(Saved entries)
..........

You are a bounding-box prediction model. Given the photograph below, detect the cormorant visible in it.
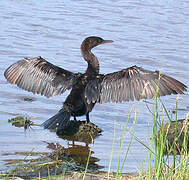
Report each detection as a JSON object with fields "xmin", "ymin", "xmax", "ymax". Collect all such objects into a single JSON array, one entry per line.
[{"xmin": 4, "ymin": 36, "xmax": 187, "ymax": 132}]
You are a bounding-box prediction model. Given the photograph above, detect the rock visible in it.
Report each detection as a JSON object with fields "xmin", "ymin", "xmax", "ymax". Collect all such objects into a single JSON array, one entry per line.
[
  {"xmin": 158, "ymin": 119, "xmax": 189, "ymax": 155},
  {"xmin": 57, "ymin": 120, "xmax": 102, "ymax": 144}
]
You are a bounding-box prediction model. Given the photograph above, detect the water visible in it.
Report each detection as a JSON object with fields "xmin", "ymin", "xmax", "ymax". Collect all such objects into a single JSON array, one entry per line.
[{"xmin": 1, "ymin": 0, "xmax": 189, "ymax": 174}]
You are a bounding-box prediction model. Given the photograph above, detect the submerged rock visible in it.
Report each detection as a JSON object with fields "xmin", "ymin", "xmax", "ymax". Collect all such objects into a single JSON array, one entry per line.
[
  {"xmin": 8, "ymin": 116, "xmax": 34, "ymax": 129},
  {"xmin": 22, "ymin": 96, "xmax": 35, "ymax": 102}
]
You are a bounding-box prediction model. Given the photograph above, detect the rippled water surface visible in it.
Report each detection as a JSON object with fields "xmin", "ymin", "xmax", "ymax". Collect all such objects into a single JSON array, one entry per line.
[{"xmin": 1, "ymin": 0, "xmax": 189, "ymax": 174}]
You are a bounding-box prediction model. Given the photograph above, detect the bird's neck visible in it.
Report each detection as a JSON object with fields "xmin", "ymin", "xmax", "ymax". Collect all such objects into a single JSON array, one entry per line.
[{"xmin": 81, "ymin": 47, "xmax": 99, "ymax": 74}]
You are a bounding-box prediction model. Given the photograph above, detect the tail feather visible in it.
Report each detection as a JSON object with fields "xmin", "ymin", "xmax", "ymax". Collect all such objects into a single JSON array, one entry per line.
[{"xmin": 41, "ymin": 110, "xmax": 71, "ymax": 131}]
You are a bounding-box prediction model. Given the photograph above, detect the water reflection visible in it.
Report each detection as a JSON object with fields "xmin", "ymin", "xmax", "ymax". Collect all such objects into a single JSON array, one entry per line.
[
  {"xmin": 46, "ymin": 141, "xmax": 104, "ymax": 170},
  {"xmin": 2, "ymin": 131, "xmax": 103, "ymax": 177}
]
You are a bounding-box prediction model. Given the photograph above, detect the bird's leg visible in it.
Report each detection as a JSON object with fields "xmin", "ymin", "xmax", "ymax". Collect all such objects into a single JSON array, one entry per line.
[{"xmin": 86, "ymin": 113, "xmax": 90, "ymax": 123}]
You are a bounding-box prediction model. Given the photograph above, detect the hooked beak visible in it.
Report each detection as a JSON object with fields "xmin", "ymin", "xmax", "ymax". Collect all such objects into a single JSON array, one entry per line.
[{"xmin": 102, "ymin": 39, "xmax": 114, "ymax": 44}]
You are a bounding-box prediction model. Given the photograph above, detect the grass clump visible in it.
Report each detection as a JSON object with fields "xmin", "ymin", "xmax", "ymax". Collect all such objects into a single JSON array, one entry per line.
[{"xmin": 141, "ymin": 94, "xmax": 189, "ymax": 179}]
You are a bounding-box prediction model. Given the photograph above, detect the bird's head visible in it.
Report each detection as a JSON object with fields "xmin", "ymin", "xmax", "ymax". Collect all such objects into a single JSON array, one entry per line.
[{"xmin": 81, "ymin": 36, "xmax": 113, "ymax": 50}]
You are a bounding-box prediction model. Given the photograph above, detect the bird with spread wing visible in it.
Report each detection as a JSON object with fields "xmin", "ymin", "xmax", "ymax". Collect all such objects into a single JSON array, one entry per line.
[{"xmin": 4, "ymin": 36, "xmax": 187, "ymax": 132}]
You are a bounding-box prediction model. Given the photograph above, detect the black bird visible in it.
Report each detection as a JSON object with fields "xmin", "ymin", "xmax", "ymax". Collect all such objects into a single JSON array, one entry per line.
[{"xmin": 4, "ymin": 36, "xmax": 187, "ymax": 132}]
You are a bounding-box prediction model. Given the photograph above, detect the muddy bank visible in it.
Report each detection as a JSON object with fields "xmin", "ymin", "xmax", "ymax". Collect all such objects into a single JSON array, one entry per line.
[{"xmin": 1, "ymin": 172, "xmax": 137, "ymax": 180}]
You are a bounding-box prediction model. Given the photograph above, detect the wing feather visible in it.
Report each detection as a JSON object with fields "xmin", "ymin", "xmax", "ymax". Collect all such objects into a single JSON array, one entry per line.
[
  {"xmin": 4, "ymin": 56, "xmax": 76, "ymax": 98},
  {"xmin": 85, "ymin": 66, "xmax": 187, "ymax": 104}
]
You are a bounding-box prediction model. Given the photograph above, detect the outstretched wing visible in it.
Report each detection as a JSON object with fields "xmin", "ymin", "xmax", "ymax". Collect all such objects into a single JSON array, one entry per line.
[
  {"xmin": 85, "ymin": 66, "xmax": 187, "ymax": 104},
  {"xmin": 4, "ymin": 56, "xmax": 77, "ymax": 98}
]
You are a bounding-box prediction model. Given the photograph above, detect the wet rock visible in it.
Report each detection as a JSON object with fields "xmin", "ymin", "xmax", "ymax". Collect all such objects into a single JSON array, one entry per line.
[
  {"xmin": 158, "ymin": 119, "xmax": 189, "ymax": 155},
  {"xmin": 57, "ymin": 120, "xmax": 102, "ymax": 144}
]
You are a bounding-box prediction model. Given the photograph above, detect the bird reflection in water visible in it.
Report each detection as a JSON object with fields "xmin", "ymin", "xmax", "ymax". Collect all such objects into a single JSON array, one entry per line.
[{"xmin": 46, "ymin": 138, "xmax": 104, "ymax": 171}]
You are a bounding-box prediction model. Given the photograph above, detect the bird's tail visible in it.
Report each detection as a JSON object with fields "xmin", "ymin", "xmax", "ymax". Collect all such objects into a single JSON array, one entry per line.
[{"xmin": 41, "ymin": 109, "xmax": 71, "ymax": 131}]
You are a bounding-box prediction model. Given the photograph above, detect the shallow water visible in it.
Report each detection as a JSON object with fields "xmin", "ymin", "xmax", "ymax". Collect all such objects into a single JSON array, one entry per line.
[{"xmin": 1, "ymin": 0, "xmax": 189, "ymax": 174}]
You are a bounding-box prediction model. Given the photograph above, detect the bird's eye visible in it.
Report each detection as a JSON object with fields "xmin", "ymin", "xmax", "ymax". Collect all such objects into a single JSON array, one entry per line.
[{"xmin": 98, "ymin": 39, "xmax": 103, "ymax": 43}]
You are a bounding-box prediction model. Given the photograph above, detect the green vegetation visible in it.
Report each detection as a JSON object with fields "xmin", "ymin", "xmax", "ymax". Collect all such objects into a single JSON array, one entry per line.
[
  {"xmin": 136, "ymin": 90, "xmax": 188, "ymax": 179},
  {"xmin": 8, "ymin": 116, "xmax": 39, "ymax": 129}
]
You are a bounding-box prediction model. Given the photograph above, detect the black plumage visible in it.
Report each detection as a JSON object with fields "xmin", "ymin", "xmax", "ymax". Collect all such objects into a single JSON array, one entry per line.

..........

→ **Problem to work on**: Tally each line in the data that holds the word "rock"; write only the total.

→ **Exercise response**: 3